— start —

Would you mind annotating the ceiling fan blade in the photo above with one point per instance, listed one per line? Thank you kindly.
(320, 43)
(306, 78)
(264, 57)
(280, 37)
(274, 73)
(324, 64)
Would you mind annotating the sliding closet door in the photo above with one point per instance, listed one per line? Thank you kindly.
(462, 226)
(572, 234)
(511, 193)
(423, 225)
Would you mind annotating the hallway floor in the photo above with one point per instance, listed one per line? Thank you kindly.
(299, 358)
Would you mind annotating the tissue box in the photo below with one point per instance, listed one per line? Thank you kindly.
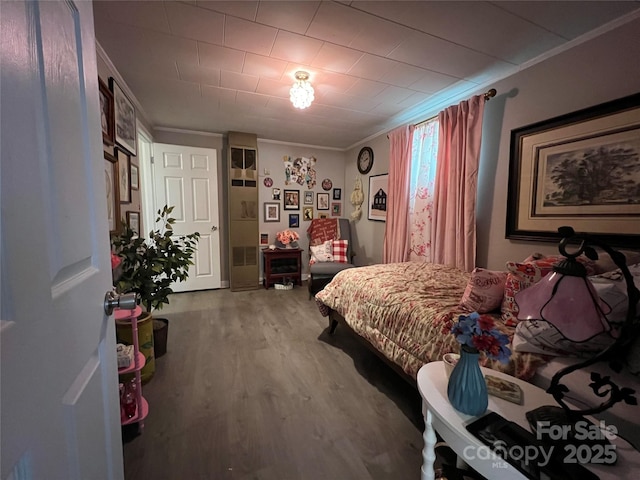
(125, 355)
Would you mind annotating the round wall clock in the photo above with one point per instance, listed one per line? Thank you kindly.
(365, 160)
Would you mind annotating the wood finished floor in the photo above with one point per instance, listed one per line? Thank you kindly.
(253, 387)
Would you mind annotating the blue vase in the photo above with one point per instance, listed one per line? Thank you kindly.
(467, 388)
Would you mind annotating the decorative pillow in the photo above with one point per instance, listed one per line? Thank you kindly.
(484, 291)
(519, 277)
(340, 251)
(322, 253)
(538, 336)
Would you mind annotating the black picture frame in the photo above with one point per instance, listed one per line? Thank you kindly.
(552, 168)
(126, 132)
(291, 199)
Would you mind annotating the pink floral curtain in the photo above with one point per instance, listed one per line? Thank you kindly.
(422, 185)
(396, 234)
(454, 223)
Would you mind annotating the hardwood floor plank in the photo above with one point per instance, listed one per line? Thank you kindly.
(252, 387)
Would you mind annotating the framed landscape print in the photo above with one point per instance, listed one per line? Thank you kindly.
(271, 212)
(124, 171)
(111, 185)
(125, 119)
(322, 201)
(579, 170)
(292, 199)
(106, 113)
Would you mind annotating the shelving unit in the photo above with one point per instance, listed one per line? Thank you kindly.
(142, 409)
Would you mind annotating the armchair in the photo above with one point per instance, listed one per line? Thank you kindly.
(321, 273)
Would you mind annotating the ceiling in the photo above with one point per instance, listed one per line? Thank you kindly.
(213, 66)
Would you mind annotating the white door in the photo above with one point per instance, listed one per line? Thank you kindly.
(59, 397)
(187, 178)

— end —
— start —

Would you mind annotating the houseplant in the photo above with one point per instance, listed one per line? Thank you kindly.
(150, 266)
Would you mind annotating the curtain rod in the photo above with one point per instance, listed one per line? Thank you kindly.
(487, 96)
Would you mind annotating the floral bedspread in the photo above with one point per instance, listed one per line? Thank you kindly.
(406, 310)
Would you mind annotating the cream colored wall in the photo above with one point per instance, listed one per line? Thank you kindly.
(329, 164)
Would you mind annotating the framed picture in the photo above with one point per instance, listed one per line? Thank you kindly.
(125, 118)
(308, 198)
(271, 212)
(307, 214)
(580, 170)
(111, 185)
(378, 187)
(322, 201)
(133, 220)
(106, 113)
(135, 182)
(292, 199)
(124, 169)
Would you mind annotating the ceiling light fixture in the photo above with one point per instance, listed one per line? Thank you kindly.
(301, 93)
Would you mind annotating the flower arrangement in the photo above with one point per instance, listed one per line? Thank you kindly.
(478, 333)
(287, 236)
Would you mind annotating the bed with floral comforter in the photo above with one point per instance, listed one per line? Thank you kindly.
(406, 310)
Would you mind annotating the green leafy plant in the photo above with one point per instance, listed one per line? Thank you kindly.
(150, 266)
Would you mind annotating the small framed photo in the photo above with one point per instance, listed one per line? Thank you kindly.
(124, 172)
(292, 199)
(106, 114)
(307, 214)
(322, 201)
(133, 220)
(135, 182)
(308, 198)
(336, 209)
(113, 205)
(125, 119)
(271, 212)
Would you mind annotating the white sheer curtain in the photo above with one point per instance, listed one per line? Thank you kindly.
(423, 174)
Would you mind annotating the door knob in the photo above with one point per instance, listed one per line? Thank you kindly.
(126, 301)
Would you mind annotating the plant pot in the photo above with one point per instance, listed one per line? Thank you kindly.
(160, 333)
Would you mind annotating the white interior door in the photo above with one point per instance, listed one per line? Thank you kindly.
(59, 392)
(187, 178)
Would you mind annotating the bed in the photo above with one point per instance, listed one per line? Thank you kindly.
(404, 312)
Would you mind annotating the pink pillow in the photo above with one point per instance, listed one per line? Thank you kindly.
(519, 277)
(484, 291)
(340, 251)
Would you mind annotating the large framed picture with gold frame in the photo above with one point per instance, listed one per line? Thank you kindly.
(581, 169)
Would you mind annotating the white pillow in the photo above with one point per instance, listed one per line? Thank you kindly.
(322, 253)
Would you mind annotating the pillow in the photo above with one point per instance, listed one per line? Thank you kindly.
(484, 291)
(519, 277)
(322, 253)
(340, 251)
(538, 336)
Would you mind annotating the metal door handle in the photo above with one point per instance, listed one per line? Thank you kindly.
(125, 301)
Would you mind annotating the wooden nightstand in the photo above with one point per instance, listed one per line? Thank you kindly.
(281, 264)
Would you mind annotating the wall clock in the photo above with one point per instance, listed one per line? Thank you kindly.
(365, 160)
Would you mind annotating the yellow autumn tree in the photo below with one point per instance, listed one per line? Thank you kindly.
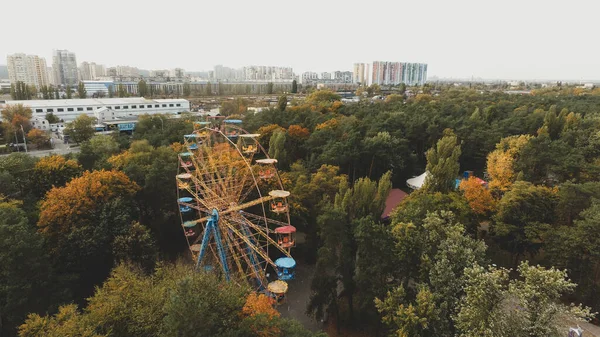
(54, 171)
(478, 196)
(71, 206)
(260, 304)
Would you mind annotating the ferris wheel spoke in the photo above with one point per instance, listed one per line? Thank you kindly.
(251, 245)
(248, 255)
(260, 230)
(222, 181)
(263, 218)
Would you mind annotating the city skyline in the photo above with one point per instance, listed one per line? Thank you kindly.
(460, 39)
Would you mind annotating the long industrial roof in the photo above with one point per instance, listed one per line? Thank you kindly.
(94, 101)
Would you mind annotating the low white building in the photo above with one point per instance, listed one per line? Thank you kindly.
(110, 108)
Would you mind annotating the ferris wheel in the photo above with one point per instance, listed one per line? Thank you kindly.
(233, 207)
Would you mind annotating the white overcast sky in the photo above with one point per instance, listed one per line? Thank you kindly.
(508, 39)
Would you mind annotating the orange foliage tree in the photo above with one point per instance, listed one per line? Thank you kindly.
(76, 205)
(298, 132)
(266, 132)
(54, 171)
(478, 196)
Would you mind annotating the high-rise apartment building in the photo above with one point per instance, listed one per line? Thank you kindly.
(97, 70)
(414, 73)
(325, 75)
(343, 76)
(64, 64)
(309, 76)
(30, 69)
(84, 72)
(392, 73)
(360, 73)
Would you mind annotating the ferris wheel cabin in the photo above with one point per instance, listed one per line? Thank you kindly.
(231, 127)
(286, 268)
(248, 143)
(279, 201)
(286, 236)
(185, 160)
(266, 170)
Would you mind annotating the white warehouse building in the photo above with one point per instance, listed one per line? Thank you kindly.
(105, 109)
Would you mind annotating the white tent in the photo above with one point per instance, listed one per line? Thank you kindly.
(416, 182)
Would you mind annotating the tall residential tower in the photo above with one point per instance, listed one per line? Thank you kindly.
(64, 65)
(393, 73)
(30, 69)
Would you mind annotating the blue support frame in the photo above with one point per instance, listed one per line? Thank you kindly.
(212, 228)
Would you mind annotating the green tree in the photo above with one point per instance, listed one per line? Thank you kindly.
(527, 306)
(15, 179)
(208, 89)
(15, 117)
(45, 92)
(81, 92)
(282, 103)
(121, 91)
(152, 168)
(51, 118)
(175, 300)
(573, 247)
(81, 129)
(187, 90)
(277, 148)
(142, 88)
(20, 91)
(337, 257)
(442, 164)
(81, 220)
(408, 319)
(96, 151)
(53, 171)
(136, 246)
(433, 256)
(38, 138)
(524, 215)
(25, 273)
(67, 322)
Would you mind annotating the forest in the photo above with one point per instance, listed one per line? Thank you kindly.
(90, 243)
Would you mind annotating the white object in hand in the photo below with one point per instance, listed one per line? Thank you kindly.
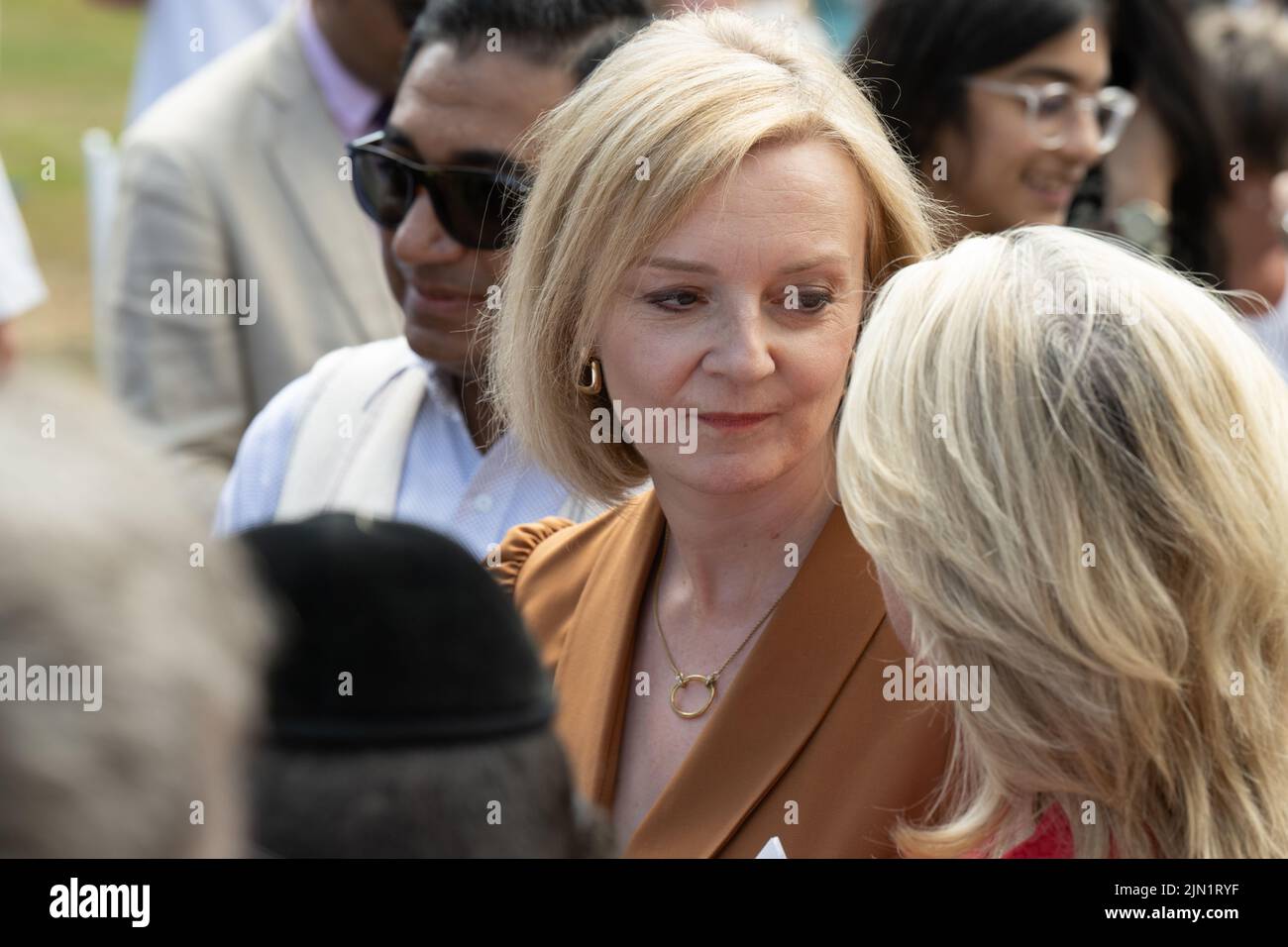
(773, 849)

— end —

- Given request -
List every line from the items above that contains the word "pink", copying each one in full. Please keep them in the order they appear.

- Exercise result -
Would you mind annotating the pink floral curtain in the photo above with one point per instance, listed one per line? Thank you kindly.
Would you mind annotating the pink pillow in the photo above with one point per instance, listed one per line? Thank you kindly.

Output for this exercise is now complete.